DESCRIPTION OF THE TASK
Switch "pin" to "marker" in the stretch from the line containing "the windshield wiper" through the line containing "point(348, 152)". Reproduce only those lines, with nothing else changed.

SOURCE DATA

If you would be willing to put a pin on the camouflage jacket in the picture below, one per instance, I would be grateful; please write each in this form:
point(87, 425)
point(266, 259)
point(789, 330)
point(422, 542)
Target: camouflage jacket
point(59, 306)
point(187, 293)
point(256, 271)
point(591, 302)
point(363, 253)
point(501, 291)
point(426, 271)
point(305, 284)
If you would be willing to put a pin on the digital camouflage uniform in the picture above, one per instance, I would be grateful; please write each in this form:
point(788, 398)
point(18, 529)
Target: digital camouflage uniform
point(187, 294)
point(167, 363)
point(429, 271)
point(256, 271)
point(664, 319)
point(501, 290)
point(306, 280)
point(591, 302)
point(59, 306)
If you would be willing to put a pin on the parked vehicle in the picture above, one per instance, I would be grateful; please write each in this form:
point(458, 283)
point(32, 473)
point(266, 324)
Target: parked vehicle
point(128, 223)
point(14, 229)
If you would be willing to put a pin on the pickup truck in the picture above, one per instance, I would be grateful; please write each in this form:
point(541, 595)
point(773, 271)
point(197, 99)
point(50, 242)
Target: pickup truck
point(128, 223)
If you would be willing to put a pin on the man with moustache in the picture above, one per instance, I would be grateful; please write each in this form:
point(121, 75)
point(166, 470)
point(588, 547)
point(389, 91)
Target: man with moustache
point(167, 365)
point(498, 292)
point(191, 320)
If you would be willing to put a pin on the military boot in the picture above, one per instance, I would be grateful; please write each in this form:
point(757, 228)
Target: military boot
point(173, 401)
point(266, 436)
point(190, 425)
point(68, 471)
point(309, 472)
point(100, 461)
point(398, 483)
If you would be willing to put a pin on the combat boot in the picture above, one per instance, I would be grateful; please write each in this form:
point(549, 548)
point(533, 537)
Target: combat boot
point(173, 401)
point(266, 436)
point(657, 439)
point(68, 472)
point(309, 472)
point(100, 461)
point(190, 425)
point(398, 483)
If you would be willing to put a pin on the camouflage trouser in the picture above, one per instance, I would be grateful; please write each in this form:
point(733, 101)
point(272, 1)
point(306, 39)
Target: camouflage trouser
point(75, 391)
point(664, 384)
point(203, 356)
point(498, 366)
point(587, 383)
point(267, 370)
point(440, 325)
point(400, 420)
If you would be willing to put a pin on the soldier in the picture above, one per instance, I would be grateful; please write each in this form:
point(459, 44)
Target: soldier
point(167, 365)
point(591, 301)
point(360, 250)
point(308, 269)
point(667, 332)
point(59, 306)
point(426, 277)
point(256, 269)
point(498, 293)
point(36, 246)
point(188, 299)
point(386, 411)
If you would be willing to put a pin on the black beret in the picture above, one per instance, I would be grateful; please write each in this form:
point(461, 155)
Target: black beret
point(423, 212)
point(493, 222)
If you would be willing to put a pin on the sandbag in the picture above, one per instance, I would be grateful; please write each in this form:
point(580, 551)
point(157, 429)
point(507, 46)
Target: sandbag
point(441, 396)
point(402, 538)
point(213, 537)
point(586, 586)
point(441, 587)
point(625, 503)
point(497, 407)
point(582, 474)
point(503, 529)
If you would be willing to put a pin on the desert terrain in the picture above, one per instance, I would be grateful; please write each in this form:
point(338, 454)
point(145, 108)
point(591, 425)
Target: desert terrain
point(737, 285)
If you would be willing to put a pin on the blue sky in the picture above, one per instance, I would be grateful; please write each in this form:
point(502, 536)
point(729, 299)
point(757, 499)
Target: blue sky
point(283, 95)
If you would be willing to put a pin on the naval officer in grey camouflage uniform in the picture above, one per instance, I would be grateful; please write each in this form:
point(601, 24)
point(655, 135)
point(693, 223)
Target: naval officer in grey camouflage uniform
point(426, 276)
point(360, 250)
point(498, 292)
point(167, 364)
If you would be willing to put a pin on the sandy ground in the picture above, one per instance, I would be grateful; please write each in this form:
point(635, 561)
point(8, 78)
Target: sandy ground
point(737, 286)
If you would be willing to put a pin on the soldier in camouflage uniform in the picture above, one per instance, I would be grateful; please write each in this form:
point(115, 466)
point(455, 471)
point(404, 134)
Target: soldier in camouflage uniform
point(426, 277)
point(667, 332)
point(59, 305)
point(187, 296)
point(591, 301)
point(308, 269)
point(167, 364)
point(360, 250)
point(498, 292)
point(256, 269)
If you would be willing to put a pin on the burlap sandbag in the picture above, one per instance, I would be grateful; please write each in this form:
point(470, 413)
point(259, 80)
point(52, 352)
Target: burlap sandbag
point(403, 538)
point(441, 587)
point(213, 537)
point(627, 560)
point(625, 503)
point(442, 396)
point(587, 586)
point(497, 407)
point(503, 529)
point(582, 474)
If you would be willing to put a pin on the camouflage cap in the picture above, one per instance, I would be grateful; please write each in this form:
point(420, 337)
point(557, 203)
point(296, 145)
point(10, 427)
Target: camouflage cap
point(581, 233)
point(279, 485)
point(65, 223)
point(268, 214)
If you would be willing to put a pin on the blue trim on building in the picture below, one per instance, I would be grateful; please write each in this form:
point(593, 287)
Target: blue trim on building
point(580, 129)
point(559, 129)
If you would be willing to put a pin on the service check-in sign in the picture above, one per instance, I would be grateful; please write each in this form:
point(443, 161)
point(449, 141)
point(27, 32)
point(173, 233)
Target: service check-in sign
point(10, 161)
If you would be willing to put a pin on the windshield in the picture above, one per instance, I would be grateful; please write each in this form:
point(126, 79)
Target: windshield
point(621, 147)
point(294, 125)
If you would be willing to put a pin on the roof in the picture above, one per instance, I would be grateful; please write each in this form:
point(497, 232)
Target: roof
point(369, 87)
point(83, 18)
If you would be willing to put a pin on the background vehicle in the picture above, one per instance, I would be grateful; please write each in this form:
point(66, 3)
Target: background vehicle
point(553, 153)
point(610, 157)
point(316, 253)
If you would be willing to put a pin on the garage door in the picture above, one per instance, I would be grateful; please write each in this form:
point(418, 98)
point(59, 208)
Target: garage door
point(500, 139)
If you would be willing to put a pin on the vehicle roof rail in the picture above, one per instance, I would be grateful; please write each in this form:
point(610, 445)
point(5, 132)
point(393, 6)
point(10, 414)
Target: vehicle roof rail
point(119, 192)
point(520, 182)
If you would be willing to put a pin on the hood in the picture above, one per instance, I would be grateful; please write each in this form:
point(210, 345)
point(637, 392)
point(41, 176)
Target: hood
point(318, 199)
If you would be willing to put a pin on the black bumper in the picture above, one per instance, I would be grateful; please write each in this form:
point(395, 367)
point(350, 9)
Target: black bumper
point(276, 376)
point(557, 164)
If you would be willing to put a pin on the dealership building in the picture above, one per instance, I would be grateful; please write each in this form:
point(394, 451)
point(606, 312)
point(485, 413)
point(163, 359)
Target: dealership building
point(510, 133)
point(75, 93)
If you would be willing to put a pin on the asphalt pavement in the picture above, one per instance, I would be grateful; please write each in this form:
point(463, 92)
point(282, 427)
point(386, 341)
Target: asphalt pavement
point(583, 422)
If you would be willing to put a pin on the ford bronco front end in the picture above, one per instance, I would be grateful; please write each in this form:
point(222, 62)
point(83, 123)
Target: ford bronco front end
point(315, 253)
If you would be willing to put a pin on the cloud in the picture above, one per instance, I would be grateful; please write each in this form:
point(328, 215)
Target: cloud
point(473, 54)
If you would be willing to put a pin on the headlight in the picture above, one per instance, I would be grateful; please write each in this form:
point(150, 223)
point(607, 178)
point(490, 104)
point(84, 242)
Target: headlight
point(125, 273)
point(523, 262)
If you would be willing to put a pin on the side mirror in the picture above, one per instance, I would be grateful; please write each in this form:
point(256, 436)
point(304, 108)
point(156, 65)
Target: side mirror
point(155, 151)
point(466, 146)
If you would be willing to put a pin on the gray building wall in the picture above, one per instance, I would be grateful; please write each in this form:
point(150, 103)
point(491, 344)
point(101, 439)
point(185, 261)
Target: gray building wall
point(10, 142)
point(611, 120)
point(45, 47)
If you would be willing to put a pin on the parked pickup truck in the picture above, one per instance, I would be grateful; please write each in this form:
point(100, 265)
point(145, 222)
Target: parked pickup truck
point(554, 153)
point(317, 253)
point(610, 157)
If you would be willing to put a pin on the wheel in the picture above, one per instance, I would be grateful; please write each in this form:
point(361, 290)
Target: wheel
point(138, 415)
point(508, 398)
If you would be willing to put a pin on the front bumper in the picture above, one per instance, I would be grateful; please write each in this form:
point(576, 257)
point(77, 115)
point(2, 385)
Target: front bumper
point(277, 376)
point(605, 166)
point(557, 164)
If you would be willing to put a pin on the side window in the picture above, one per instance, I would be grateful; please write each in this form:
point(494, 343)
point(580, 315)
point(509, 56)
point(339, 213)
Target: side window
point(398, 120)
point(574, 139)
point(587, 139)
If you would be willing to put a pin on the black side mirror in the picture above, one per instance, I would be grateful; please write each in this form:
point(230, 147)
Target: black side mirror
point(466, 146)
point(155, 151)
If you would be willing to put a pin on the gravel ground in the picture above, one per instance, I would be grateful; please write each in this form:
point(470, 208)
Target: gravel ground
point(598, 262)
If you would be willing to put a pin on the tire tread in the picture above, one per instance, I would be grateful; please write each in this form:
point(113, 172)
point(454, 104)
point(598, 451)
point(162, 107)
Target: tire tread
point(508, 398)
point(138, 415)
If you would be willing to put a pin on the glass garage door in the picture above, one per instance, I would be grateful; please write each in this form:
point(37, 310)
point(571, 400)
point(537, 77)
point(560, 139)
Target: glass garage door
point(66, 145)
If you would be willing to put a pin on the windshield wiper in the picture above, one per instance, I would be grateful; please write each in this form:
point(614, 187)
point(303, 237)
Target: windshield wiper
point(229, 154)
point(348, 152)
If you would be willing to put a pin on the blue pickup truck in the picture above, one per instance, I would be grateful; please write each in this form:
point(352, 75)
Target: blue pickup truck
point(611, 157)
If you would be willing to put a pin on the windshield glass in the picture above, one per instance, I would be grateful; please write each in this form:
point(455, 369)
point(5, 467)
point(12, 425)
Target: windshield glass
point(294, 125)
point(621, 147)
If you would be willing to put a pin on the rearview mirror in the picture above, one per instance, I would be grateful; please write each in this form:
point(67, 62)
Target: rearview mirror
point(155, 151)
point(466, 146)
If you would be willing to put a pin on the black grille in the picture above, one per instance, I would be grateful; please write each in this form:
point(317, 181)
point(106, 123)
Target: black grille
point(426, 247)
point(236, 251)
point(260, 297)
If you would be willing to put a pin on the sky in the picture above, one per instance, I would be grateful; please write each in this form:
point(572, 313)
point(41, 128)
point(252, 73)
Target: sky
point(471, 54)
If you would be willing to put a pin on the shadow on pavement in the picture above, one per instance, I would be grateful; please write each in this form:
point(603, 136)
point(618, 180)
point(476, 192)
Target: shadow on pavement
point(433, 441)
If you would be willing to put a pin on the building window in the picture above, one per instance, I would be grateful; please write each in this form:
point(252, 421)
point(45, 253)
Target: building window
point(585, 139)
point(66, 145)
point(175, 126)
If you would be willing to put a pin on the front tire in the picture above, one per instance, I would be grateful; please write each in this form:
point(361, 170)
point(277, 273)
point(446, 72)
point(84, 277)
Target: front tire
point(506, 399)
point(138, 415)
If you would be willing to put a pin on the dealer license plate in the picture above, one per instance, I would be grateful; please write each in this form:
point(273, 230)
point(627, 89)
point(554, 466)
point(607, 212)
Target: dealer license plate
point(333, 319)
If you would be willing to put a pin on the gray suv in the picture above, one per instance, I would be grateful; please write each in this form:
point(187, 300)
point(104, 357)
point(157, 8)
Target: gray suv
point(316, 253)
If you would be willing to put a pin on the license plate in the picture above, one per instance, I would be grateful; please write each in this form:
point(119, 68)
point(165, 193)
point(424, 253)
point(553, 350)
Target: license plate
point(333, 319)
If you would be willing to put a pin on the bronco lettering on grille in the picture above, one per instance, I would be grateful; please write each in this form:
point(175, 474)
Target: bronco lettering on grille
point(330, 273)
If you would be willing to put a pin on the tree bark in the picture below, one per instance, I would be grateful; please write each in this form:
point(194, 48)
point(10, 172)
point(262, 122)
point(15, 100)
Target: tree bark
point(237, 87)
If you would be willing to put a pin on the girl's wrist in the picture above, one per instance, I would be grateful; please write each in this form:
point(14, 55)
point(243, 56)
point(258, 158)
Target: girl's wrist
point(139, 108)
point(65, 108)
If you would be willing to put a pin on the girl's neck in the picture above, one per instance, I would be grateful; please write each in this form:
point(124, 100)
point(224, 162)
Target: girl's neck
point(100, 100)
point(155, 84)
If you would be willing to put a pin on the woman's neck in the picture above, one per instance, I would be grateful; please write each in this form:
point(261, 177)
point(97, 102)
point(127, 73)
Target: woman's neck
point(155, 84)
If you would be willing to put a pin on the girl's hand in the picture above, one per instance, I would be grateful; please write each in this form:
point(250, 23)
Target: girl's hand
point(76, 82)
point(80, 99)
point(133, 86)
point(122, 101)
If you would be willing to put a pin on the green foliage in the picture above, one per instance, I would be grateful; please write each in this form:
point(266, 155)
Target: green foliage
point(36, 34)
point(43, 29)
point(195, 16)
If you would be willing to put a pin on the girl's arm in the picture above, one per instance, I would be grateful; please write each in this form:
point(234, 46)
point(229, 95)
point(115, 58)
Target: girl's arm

IN RESPONSE
If you would be willing to put a marker on the windshield wiper in the picture above, one per instance, I would be grateful; please write each in this form:
point(614, 187)
point(303, 237)
Target: windshield wiper
point(229, 154)
point(348, 152)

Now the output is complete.